(WHAT TO DO):
Note each line in the data holding the string "number" and report it.

(RECORDS FOR THE EXERCISE):
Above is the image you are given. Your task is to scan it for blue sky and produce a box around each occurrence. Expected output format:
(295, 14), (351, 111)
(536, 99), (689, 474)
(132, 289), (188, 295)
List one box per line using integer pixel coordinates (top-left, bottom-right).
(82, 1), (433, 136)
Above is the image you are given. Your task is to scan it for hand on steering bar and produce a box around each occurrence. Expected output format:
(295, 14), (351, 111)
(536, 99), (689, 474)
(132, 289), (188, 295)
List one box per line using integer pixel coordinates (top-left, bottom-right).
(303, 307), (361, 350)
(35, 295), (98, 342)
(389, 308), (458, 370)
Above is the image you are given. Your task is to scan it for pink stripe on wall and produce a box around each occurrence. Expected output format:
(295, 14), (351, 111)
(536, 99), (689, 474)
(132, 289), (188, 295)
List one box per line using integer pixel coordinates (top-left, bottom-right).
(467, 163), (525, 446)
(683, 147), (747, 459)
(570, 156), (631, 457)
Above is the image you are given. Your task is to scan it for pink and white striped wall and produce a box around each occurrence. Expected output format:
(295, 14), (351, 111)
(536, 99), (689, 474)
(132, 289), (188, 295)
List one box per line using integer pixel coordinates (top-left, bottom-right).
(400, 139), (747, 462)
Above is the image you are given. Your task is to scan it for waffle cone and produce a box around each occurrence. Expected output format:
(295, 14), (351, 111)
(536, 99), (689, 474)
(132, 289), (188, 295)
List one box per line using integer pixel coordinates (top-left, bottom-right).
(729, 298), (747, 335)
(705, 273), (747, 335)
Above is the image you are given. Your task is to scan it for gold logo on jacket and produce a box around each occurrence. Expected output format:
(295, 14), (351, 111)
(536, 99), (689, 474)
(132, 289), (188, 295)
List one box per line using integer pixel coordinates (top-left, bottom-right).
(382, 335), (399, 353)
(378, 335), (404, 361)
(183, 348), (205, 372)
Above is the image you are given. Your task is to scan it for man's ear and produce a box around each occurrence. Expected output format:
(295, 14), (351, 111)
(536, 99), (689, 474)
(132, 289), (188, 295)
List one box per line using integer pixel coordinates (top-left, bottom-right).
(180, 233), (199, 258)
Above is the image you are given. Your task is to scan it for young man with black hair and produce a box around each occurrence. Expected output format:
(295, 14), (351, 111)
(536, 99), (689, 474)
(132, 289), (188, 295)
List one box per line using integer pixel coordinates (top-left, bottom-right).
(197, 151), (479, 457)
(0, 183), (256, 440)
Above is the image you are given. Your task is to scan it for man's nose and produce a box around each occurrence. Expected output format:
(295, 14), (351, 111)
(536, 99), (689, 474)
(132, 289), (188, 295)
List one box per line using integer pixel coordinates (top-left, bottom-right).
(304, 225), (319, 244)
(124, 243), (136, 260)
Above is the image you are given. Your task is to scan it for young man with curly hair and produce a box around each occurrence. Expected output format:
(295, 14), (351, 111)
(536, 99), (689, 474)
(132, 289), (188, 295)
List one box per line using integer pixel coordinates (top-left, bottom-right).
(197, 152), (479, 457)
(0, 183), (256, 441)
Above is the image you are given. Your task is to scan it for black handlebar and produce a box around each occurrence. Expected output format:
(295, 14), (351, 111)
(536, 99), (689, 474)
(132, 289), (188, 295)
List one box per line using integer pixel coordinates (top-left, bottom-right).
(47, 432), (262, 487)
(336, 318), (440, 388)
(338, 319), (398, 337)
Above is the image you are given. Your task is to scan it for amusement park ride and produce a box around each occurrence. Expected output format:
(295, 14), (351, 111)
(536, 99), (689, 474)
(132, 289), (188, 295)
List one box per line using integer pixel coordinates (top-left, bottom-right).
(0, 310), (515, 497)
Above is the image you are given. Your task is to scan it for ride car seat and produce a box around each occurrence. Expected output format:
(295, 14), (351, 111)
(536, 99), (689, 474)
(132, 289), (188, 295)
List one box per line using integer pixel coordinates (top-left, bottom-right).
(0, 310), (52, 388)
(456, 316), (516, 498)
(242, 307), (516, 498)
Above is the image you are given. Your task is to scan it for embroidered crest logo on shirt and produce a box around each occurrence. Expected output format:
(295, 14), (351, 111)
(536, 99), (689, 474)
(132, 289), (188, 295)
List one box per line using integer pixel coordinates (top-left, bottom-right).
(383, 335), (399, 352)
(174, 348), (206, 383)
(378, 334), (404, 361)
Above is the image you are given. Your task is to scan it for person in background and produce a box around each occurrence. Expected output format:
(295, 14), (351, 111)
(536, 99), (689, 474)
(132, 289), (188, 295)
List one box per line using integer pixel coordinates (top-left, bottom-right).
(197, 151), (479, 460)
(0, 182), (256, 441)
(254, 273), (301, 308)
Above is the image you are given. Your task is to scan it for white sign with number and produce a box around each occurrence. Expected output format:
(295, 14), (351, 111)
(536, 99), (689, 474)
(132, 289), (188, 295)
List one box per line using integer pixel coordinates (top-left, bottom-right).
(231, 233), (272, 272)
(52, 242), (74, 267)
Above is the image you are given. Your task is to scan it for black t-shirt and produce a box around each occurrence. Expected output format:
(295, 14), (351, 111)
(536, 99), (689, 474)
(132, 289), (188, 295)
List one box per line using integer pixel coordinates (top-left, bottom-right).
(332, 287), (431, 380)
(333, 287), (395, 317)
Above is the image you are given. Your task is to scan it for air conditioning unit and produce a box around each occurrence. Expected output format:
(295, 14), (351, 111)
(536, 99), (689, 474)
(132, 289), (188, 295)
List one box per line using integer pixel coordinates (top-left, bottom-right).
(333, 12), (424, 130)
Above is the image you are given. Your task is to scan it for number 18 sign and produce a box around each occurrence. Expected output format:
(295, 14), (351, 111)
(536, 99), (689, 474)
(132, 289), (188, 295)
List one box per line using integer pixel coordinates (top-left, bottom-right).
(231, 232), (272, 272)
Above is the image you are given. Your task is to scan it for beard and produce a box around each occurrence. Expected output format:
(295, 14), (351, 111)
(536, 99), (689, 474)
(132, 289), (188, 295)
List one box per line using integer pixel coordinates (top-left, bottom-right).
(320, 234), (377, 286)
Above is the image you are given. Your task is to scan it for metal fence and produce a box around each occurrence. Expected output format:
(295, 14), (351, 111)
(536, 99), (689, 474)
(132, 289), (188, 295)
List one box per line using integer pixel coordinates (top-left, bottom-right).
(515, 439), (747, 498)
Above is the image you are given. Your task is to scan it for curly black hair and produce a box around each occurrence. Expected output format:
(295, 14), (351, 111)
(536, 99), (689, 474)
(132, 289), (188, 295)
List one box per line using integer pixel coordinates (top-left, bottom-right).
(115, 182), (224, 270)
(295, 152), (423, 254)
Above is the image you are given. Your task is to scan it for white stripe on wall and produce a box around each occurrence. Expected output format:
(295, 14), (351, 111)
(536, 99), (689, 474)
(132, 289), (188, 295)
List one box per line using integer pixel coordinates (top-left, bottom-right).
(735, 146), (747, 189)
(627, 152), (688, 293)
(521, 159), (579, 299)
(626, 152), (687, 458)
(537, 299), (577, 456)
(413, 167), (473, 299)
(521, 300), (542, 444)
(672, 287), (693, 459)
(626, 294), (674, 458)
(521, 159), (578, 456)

(TASK OUTPUT):
Above is the image you are given. Your task is to scan it for white sign with number and produce a box around each occurrence. Expected output format:
Above is the image you are given. Your task is to scan it for number 18 sign and produce a box around each occurrence. Expected output format:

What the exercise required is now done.